SUPPLIED DATA>
========
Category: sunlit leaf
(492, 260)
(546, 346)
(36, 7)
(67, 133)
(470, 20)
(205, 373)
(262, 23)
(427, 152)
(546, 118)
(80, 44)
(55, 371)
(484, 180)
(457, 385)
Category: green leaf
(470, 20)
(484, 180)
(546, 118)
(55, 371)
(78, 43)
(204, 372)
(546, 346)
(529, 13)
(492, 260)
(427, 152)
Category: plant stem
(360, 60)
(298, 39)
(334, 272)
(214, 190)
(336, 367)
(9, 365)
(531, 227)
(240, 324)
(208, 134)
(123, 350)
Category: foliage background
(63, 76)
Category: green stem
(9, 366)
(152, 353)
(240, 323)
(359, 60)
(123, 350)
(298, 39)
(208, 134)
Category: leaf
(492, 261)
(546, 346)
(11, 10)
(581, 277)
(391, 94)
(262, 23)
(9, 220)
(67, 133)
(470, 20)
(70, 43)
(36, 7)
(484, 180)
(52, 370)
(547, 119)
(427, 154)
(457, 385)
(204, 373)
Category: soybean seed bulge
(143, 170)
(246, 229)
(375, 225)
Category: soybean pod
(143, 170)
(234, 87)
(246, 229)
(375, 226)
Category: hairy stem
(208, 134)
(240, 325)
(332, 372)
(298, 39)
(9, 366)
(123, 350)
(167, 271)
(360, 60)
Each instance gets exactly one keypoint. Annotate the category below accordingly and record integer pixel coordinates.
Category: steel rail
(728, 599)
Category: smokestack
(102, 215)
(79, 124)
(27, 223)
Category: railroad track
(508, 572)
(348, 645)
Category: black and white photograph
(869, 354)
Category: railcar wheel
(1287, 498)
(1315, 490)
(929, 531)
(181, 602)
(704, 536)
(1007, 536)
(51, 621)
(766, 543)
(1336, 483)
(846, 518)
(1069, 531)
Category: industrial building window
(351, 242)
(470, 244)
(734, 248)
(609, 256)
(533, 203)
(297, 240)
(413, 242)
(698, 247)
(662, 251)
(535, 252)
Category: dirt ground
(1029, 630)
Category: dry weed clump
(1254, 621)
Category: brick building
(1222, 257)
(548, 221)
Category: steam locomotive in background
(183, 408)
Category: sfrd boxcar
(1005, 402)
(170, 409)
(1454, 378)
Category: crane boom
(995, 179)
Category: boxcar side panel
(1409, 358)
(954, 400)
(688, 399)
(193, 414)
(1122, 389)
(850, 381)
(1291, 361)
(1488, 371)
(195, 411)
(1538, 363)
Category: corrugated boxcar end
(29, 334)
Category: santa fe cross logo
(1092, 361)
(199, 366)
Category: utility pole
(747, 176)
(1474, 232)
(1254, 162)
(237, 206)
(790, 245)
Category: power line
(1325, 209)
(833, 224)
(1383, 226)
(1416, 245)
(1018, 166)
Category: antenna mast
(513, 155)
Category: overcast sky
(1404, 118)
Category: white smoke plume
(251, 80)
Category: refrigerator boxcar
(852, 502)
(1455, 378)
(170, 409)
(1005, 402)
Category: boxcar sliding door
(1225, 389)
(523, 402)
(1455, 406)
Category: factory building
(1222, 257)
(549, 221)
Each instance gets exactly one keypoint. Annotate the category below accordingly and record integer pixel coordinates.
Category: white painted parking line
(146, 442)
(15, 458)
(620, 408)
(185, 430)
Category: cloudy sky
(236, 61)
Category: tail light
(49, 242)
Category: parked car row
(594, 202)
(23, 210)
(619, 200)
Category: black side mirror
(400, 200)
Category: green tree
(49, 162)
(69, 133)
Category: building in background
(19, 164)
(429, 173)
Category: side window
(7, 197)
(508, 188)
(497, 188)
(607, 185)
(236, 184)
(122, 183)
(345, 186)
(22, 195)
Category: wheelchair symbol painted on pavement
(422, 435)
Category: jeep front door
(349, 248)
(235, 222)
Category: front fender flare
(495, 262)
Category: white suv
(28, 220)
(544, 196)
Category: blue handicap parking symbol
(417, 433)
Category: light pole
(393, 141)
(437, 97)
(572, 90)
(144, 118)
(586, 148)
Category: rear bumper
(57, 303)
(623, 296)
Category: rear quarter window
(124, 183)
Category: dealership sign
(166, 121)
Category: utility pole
========
GIVEN PROBLEM>
Convert all the rows above into a JSON list of strings, with one string for each line and blank lines left out.

THE ANSWER>
[
  "Category: sunlit leaf",
  "(492, 260)",
  "(546, 346)",
  "(36, 7)",
  "(67, 133)",
  "(470, 20)",
  "(205, 373)",
  "(262, 23)",
  "(427, 152)",
  "(546, 118)",
  "(80, 44)",
  "(55, 371)",
  "(484, 180)",
  "(457, 385)",
  "Category: green leaf",
  "(470, 20)",
  "(484, 180)",
  "(546, 118)",
  "(55, 371)",
  "(78, 43)",
  "(204, 372)",
  "(546, 346)",
  "(529, 13)",
  "(492, 260)",
  "(427, 152)",
  "Category: plant stem",
  "(360, 60)",
  "(298, 39)",
  "(334, 272)",
  "(214, 190)",
  "(336, 367)",
  "(9, 365)",
  "(531, 227)",
  "(240, 324)",
  "(208, 134)",
  "(123, 350)",
  "Category: foliage background",
  "(63, 76)",
  "Category: green stem",
  "(9, 366)",
  "(152, 353)",
  "(240, 323)",
  "(359, 60)",
  "(123, 350)",
  "(298, 39)",
  "(208, 134)",
  "Category: leaf",
  "(492, 261)",
  "(546, 346)",
  "(11, 10)",
  "(581, 277)",
  "(391, 94)",
  "(262, 23)",
  "(9, 220)",
  "(67, 133)",
  "(470, 20)",
  "(70, 43)",
  "(36, 7)",
  "(484, 180)",
  "(52, 370)",
  "(547, 119)",
  "(427, 154)",
  "(457, 385)",
  "(204, 373)",
  "Category: soybean seed bulge",
  "(143, 170)",
  "(246, 229)",
  "(375, 225)",
  "Category: soybean pod",
  "(143, 170)",
  "(234, 87)",
  "(246, 229)",
  "(375, 226)",
  "Category: hairy stem",
  "(208, 134)",
  "(240, 325)",
  "(332, 372)",
  "(298, 39)",
  "(9, 366)",
  "(123, 350)",
  "(167, 271)",
  "(360, 60)",
  "Each instance gets exactly one keypoint. Annotate the category below accordingly and record integer pixel coordinates.",
  "Category: steel rail",
  "(728, 599)",
  "Category: smokestack",
  "(102, 215)",
  "(79, 124)",
  "(27, 223)",
  "Category: railroad track",
  "(508, 572)",
  "(348, 645)",
  "Category: black and white photograph",
  "(869, 354)",
  "Category: railcar wheel",
  "(1287, 498)",
  "(1315, 490)",
  "(929, 531)",
  "(181, 602)",
  "(704, 536)",
  "(1007, 536)",
  "(51, 621)",
  "(766, 543)",
  "(1336, 483)",
  "(846, 518)",
  "(1069, 531)",
  "Category: industrial building window",
  "(351, 242)",
  "(470, 244)",
  "(734, 248)",
  "(609, 256)",
  "(533, 203)",
  "(297, 240)",
  "(413, 242)",
  "(698, 247)",
  "(662, 251)",
  "(535, 252)",
  "Category: dirt ground",
  "(1029, 630)",
  "Category: dry weed clump",
  "(1254, 621)",
  "Category: brick building",
  "(1222, 257)",
  "(548, 221)",
  "Category: steam locomotive in background",
  "(183, 408)",
  "Category: sfrd boxcar",
  "(1005, 402)",
  "(170, 409)",
  "(1454, 378)",
  "Category: crane boom",
  "(995, 179)",
  "Category: boxcar side panel",
  "(1409, 358)",
  "(954, 400)",
  "(688, 399)",
  "(193, 414)",
  "(1122, 389)",
  "(850, 381)",
  "(1291, 361)",
  "(1488, 371)",
  "(195, 411)",
  "(1538, 363)",
  "Category: corrugated boxcar end",
  "(29, 334)",
  "Category: santa fe cross logo",
  "(1092, 361)",
  "(199, 366)",
  "Category: utility pole",
  "(747, 176)",
  "(1474, 232)",
  "(1254, 162)",
  "(237, 206)",
  "(790, 245)",
  "Category: power line",
  "(1325, 209)",
  "(833, 224)",
  "(1383, 226)",
  "(1416, 245)",
  "(1018, 166)",
  "Category: antenna mast",
  "(513, 155)",
  "Category: overcast sky",
  "(1404, 118)",
  "Category: white smoke plume",
  "(251, 80)",
  "Category: refrigerator boxcar",
  "(852, 502)",
  "(1455, 378)",
  "(170, 409)",
  "(1005, 402)",
  "Category: boxcar sliding door",
  "(1225, 389)",
  "(523, 402)",
  "(1455, 406)",
  "Category: factory building",
  "(1222, 257)",
  "(549, 221)",
  "Each instance gets exactly one keypoint. Annotate the category below accordingly and record integer pixel coordinates.",
  "Category: white painted parking line",
  "(146, 442)",
  "(15, 458)",
  "(620, 408)",
  "(185, 430)",
  "Category: cloudy sky",
  "(236, 61)",
  "Category: tail light",
  "(49, 242)",
  "Category: parked car row",
  "(594, 202)",
  "(23, 210)",
  "(619, 200)",
  "Category: black side mirror",
  "(400, 200)",
  "Category: green tree",
  "(49, 162)",
  "(69, 133)",
  "Category: building in background",
  "(19, 164)",
  "(429, 173)",
  "Category: side window",
  "(7, 197)",
  "(508, 188)",
  "(497, 188)",
  "(607, 185)",
  "(236, 184)",
  "(122, 183)",
  "(345, 186)",
  "(22, 195)",
  "Category: wheelchair symbol painted on pavement",
  "(422, 435)",
  "Category: jeep front door",
  "(349, 248)",
  "(235, 222)",
  "Category: front fender flare",
  "(495, 262)",
  "Category: white suv",
  "(28, 220)",
  "(544, 196)",
  "Category: blue handicap parking symbol",
  "(417, 433)",
  "Category: light pole",
  "(393, 141)",
  "(437, 97)",
  "(572, 90)",
  "(144, 118)",
  "(586, 148)",
  "Category: rear bumper",
  "(57, 303)",
  "(623, 296)",
  "Category: rear quarter window",
  "(124, 183)",
  "Category: dealership sign",
  "(166, 121)",
  "Category: utility pole"
]